### TASK ITEM
What you return must be every line below that includes the word "necklace".

# # # #

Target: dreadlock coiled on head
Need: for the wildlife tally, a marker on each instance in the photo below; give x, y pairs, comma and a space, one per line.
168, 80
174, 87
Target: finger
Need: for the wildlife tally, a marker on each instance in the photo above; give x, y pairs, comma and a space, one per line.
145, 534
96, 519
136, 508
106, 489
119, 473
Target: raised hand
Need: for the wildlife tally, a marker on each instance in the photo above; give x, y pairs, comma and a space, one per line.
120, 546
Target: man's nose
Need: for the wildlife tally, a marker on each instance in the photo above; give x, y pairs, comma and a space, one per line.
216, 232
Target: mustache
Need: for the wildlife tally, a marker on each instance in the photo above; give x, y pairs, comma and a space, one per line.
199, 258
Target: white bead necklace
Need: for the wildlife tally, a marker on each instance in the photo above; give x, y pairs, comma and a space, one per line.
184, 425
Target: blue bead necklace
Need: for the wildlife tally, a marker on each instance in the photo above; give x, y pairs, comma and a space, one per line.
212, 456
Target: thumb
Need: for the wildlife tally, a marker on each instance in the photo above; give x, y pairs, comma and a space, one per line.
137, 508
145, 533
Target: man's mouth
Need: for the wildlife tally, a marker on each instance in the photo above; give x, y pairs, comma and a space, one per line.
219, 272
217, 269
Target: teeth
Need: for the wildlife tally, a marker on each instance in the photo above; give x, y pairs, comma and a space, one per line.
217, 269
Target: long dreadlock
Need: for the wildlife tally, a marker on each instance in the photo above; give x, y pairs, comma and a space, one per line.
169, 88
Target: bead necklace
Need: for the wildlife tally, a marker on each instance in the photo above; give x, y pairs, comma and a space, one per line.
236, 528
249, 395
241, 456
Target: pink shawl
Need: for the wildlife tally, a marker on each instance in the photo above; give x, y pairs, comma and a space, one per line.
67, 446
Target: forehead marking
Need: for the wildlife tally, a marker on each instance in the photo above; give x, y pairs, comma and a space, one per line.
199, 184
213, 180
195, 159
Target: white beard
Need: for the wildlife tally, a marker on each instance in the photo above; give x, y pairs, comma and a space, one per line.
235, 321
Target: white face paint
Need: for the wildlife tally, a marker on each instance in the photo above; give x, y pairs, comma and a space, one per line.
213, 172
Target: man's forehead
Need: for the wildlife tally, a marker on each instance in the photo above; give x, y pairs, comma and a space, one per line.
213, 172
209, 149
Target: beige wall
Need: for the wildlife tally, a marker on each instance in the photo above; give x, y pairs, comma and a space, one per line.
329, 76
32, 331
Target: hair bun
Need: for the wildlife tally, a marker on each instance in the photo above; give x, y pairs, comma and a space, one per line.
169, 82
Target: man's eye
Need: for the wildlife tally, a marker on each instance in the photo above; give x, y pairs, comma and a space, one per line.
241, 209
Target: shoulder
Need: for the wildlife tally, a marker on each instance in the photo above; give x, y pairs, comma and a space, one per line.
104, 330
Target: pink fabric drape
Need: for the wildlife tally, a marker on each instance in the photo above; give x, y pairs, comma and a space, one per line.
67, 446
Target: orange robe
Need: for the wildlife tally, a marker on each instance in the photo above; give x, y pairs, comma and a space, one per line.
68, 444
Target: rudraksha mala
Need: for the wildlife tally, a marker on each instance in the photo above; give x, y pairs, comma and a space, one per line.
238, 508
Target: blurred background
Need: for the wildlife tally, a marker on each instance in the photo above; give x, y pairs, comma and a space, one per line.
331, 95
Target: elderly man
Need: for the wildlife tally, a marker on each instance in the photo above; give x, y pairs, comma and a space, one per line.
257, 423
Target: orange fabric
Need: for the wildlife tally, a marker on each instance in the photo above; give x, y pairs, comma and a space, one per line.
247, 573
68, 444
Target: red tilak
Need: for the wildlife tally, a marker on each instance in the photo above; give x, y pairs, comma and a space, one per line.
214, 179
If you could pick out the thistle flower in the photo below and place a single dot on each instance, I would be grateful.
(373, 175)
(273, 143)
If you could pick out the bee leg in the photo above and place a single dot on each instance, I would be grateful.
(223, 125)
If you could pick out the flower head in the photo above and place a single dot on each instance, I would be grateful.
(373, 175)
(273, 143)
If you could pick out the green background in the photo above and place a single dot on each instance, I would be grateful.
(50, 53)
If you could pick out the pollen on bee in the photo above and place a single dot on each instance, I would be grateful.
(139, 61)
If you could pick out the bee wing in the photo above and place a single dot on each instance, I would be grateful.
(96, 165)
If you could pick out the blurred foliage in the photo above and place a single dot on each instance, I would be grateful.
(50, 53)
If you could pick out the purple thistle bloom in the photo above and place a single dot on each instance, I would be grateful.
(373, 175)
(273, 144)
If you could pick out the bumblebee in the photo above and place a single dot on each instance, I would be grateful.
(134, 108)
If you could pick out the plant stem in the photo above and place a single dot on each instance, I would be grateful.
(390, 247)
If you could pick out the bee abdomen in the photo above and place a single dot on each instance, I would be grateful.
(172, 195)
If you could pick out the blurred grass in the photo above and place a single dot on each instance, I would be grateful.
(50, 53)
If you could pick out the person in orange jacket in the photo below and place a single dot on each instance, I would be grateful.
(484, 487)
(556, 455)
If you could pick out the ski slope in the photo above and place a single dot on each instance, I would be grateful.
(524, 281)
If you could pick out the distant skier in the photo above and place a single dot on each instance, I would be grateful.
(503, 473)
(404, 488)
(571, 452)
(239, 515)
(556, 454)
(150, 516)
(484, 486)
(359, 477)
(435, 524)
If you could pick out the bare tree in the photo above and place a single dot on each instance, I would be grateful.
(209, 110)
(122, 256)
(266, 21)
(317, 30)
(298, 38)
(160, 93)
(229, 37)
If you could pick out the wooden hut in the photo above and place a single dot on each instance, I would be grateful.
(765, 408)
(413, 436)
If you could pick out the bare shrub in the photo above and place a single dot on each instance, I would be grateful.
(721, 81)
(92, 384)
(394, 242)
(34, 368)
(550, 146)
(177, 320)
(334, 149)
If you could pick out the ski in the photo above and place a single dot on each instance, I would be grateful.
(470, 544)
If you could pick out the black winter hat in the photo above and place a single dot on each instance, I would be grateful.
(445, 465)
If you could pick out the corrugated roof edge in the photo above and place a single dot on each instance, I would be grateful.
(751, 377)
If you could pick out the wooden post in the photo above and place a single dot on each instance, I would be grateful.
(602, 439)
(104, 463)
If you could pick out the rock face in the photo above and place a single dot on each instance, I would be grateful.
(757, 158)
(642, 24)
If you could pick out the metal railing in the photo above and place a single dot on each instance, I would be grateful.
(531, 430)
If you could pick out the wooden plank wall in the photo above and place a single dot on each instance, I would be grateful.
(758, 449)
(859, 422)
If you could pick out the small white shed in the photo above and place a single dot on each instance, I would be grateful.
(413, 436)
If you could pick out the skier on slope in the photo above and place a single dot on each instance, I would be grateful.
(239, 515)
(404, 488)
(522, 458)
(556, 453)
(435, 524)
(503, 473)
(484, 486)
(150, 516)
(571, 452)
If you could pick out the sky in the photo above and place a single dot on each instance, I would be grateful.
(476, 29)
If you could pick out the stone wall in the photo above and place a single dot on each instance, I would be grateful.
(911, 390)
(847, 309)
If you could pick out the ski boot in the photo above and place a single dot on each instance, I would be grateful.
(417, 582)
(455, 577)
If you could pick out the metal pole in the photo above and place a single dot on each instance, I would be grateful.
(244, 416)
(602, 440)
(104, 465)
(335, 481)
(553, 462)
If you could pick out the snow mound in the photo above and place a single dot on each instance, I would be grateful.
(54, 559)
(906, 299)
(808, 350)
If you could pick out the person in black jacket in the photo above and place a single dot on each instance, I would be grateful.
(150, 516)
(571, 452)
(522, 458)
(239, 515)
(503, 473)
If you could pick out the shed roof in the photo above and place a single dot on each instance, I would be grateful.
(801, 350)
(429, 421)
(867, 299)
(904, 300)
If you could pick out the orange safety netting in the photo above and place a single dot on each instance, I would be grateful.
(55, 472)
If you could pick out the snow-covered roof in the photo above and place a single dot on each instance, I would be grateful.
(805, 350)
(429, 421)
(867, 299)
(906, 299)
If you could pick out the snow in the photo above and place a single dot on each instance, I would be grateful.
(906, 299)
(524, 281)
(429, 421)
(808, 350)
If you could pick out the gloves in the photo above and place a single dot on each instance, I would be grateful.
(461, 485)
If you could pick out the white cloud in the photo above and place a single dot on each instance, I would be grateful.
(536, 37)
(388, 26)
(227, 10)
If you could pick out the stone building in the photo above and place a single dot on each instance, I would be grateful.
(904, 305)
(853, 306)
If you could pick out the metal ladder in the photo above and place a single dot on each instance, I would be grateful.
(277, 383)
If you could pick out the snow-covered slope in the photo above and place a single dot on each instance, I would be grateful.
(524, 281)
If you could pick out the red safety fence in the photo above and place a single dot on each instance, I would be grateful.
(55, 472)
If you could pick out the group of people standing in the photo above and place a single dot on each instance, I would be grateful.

# # # #

### OUTPUT OF THE EXERCISE
Target: white bead necklace
Target: blue bead necklace
Target: bead necklace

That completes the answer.